(Records)
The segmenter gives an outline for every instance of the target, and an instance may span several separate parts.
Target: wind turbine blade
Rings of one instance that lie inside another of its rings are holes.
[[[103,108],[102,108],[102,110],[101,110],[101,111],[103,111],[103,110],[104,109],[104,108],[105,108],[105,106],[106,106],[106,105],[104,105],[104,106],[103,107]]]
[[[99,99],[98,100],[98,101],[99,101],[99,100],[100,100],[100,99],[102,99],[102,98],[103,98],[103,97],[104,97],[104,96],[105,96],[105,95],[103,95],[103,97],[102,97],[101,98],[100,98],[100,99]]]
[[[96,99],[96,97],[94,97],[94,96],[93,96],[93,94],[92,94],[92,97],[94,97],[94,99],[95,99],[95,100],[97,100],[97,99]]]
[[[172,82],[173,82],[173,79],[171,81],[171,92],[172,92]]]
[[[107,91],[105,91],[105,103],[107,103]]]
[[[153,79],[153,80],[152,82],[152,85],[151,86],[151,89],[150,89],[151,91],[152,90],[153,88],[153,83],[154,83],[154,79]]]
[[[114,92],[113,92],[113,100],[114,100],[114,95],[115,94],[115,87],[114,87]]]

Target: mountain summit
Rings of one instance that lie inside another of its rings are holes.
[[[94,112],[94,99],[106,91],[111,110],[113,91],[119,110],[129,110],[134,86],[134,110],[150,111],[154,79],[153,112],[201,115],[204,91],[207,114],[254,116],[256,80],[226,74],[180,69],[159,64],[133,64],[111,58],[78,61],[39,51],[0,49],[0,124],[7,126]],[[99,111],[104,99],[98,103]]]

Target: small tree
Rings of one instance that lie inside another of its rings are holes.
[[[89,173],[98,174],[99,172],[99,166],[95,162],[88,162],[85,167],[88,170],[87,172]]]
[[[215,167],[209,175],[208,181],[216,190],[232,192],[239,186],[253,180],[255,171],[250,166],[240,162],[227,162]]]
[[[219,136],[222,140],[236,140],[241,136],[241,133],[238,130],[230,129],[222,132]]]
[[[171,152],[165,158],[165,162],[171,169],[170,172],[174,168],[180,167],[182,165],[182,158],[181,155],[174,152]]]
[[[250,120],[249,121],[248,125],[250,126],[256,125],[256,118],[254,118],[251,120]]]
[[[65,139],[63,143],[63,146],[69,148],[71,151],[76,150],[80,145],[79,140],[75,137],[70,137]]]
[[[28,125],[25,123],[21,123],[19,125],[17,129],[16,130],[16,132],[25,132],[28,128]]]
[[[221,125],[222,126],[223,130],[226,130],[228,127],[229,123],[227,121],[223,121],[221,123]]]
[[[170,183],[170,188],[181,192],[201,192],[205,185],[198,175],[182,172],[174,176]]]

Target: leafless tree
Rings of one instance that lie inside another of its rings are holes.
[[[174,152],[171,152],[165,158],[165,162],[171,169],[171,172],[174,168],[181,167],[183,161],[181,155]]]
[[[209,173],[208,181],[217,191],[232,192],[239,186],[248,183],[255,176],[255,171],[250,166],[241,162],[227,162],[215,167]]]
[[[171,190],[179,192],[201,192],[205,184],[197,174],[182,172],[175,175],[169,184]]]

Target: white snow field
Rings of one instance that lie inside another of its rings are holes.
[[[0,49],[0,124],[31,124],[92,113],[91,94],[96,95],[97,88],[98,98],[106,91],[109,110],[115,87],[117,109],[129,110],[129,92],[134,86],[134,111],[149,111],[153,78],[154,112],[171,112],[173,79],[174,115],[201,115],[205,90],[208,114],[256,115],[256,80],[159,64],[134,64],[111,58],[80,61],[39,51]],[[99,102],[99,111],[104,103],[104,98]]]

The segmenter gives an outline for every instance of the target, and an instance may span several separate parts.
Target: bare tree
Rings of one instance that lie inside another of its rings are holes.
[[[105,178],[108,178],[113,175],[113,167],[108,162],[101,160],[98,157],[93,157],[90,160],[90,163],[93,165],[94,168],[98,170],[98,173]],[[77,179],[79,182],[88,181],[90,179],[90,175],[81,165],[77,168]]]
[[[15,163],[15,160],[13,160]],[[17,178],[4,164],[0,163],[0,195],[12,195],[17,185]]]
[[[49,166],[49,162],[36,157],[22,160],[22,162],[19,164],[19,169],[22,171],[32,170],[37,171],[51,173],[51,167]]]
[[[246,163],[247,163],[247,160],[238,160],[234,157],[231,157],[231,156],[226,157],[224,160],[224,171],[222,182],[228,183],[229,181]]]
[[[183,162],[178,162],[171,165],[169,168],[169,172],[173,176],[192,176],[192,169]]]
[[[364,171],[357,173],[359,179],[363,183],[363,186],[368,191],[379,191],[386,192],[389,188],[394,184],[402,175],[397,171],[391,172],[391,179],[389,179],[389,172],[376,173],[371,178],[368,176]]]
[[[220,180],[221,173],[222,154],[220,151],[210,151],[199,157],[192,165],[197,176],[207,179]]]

* Aim of the task
Rewrite all of the entries above with every "holes" changed to "gaps", leaving everything else unchanged.

* The reply
The segmenter gives an outline for every instance of the target, and an instance may span several separate parts.
Target: wind turbine blade
Rings of one instance that lie inside another of its rings are gaps.
[[[103,108],[102,108],[102,110],[101,110],[101,111],[103,111],[103,110],[104,109],[104,108],[105,108],[105,106],[106,106],[106,105],[104,105],[104,106],[103,107]]]
[[[99,99],[98,100],[98,101],[99,101],[99,100],[100,100],[100,99],[102,99],[102,98],[103,98],[103,97],[104,97],[104,96],[105,96],[105,95],[103,95],[103,97],[102,97],[101,98],[100,98],[100,99]]]
[[[96,99],[96,97],[94,97],[94,96],[93,96],[93,94],[92,94],[92,97],[94,97],[94,99],[95,99],[95,100],[97,100],[97,99]]]
[[[172,82],[173,82],[173,79],[171,81],[171,92],[172,92]]]
[[[107,91],[105,91],[105,103],[107,103]]]
[[[153,79],[153,80],[152,82],[152,85],[151,86],[151,89],[150,89],[151,91],[152,90],[153,88],[153,83],[154,83],[154,79]]]
[[[114,92],[113,92],[113,100],[114,100],[114,95],[115,94],[115,87],[114,87]]]

Target: mountain summit
Rings of one instance that lie inside another of its rings are gaps.
[[[94,112],[94,99],[106,91],[111,110],[113,91],[119,110],[129,110],[134,86],[134,110],[150,111],[154,79],[153,112],[201,115],[204,91],[207,114],[254,116],[256,80],[226,74],[180,69],[159,64],[133,64],[111,58],[78,61],[39,51],[0,49],[0,124],[7,126]],[[99,111],[104,99],[98,103]]]

Target: small tree
Rings of one instance that lie inside another of its rings are gaps.
[[[89,173],[98,174],[99,172],[99,166],[95,162],[88,162],[85,167],[88,170],[87,172]]]
[[[215,167],[209,175],[208,181],[216,190],[232,192],[239,186],[253,180],[255,171],[250,166],[240,162],[227,162]]]
[[[219,136],[222,140],[236,140],[241,136],[241,133],[238,130],[230,129],[222,132]]]
[[[171,152],[165,158],[165,162],[171,169],[170,172],[174,168],[180,167],[182,165],[182,158],[181,155],[174,152]]]
[[[250,120],[249,121],[248,125],[250,126],[256,125],[256,118],[254,118],[251,120]]]
[[[65,139],[63,143],[63,146],[69,148],[71,151],[76,150],[80,145],[79,140],[75,137],[70,137]]]
[[[28,125],[25,123],[21,123],[19,125],[17,129],[16,130],[16,132],[25,132],[28,128]]]
[[[221,125],[222,126],[223,130],[226,130],[228,127],[229,123],[227,121],[223,121],[221,123]]]
[[[170,183],[170,188],[181,192],[201,192],[205,185],[198,175],[182,172],[174,176]]]

Target: leafless tree
Rings of one instance that lie inside another of its rings are gaps.
[[[174,152],[171,152],[165,158],[165,162],[171,169],[171,172],[174,168],[181,167],[183,161],[181,155]]]
[[[209,173],[208,181],[217,191],[232,192],[239,186],[248,183],[255,176],[255,171],[250,166],[241,162],[227,162],[215,167]]]
[[[171,190],[179,192],[201,192],[205,184],[197,174],[182,172],[175,175],[169,184]]]

Target: white snow field
Rings of one instance that lie inside another of its rings are gaps.
[[[0,49],[0,124],[31,124],[92,113],[91,94],[96,95],[97,88],[98,98],[106,91],[109,110],[115,87],[117,109],[129,110],[129,92],[134,86],[134,111],[149,111],[153,78],[154,112],[171,112],[173,79],[174,115],[201,115],[205,90],[208,114],[256,115],[256,80],[159,64],[134,64],[111,58],[80,61],[39,51]],[[99,102],[99,111],[104,103],[104,98]]]

The segmenter gives an outline for every instance of the target, and an instance may span several separate parts.
Target: bare tree
Rings of one instance that lie inside another of its rings are gaps.
[[[105,178],[108,178],[113,175],[113,167],[108,162],[101,160],[98,157],[93,157],[90,160],[90,163],[93,165],[94,168],[98,170],[98,173]],[[77,179],[79,182],[88,181],[90,179],[90,175],[81,165],[77,168]]]
[[[15,163],[15,160],[13,160]],[[17,178],[4,164],[0,163],[0,195],[12,195],[17,185]]]
[[[49,166],[49,162],[36,157],[22,160],[22,162],[19,164],[19,169],[22,171],[32,170],[37,171],[51,173],[51,167]]]
[[[246,163],[247,163],[247,160],[238,160],[234,157],[231,157],[231,156],[226,157],[224,160],[224,171],[222,182],[228,183],[229,181]]]
[[[183,162],[178,162],[171,165],[169,168],[169,172],[173,176],[192,176],[192,169]]]
[[[364,171],[357,173],[359,179],[363,183],[363,186],[368,191],[379,191],[386,192],[389,188],[394,184],[402,175],[397,171],[391,172],[391,179],[389,179],[389,172],[376,173],[371,178],[368,176]]]
[[[220,180],[221,173],[222,154],[220,151],[210,151],[199,157],[192,165],[197,176],[207,179]]]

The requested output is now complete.